■ **What the task asks**
Looking at the data below, report how many lines contain "road", with no other words.

★ ★ ★

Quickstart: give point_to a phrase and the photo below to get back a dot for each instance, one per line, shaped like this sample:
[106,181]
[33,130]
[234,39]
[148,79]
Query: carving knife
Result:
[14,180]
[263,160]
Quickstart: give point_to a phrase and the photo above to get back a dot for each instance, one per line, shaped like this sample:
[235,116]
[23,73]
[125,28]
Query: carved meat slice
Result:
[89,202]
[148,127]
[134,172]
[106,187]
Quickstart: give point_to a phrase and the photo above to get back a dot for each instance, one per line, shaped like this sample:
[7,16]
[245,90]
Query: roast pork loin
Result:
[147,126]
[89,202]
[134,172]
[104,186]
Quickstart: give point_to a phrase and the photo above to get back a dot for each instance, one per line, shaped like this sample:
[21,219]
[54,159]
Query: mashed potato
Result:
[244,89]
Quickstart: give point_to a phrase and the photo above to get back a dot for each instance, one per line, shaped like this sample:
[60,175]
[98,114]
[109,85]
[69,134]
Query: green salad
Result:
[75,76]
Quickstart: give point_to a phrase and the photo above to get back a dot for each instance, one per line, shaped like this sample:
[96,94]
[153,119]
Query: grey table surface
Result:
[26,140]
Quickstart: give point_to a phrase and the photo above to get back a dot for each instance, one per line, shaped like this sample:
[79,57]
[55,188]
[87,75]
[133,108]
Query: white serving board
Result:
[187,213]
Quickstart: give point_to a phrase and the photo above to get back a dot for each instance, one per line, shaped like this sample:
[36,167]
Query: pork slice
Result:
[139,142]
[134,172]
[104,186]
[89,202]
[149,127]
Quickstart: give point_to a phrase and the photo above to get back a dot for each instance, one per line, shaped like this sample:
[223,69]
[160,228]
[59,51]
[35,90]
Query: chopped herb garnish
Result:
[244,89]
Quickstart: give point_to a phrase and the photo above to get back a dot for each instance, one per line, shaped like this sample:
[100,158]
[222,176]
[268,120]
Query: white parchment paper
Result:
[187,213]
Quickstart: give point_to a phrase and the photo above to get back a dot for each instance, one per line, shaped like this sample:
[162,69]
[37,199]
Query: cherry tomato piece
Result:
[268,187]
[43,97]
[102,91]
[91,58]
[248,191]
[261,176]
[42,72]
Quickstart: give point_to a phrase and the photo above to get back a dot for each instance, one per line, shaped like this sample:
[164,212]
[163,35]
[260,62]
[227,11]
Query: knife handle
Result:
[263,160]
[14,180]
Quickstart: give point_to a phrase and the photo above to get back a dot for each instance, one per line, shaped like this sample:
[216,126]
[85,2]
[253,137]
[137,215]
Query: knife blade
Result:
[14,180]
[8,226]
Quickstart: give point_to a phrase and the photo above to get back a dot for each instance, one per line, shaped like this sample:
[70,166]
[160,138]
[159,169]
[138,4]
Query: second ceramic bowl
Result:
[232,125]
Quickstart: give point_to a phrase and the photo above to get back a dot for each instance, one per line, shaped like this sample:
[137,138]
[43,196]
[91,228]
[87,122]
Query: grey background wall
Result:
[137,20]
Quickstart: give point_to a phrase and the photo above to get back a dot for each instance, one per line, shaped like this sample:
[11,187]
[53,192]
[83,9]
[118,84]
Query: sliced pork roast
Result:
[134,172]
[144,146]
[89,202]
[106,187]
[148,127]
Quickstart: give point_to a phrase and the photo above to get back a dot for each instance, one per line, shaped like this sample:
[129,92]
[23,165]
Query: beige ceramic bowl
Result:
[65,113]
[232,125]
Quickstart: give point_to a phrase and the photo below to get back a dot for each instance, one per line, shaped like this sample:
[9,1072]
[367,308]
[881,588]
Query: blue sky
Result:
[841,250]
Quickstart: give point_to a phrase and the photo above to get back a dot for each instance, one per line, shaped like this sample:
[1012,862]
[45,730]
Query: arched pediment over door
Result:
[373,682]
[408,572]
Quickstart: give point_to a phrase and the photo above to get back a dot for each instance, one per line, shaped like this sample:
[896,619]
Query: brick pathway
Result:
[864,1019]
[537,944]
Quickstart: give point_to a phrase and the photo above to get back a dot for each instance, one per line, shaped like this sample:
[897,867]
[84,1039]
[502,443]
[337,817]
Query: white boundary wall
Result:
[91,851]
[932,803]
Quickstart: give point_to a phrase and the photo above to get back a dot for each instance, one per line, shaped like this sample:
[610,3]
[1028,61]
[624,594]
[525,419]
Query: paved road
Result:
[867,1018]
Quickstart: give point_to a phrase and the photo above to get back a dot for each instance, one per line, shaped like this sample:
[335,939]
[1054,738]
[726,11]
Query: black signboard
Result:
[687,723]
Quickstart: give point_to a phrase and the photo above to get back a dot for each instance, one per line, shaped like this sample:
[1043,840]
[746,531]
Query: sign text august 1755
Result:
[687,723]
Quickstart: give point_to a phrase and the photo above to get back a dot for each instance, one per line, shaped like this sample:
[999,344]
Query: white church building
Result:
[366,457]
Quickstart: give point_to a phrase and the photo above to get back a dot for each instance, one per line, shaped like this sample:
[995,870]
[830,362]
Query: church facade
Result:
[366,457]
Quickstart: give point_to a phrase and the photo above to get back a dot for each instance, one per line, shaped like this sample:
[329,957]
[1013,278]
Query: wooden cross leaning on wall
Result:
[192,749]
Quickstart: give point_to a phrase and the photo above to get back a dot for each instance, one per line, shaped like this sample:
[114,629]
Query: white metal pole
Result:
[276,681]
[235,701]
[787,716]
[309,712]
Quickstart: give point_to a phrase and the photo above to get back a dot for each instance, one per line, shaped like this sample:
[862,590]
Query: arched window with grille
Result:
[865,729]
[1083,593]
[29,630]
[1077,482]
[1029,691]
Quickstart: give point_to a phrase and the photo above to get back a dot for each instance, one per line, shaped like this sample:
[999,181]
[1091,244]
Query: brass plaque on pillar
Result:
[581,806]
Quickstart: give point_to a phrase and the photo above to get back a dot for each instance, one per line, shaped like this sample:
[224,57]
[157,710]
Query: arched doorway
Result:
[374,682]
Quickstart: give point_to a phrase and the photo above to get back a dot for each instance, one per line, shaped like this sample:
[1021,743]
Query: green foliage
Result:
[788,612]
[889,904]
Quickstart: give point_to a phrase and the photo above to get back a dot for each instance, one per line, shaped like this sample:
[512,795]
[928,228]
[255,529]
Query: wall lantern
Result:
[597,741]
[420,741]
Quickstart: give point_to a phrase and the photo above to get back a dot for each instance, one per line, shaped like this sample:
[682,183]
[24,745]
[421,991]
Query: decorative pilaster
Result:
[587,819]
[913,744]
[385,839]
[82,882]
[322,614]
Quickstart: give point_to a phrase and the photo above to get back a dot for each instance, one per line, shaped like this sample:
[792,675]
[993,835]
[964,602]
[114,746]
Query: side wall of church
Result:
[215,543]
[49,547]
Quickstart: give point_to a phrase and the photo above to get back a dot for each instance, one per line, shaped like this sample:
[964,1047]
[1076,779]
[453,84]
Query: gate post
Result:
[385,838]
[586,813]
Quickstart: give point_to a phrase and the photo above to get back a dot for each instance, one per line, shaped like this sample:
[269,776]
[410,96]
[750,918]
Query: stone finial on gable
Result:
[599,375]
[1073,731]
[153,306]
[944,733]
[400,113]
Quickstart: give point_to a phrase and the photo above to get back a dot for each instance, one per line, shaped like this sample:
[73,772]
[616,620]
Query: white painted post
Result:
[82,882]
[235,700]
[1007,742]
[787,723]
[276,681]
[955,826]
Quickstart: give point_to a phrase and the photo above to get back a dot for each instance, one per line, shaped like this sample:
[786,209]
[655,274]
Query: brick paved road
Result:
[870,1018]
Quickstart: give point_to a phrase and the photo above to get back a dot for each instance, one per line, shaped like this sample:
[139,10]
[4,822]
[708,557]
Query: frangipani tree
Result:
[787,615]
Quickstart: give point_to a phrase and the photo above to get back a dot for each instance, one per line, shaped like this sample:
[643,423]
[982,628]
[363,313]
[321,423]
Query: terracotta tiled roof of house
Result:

★ ★ ★

■ **Result of the task**
2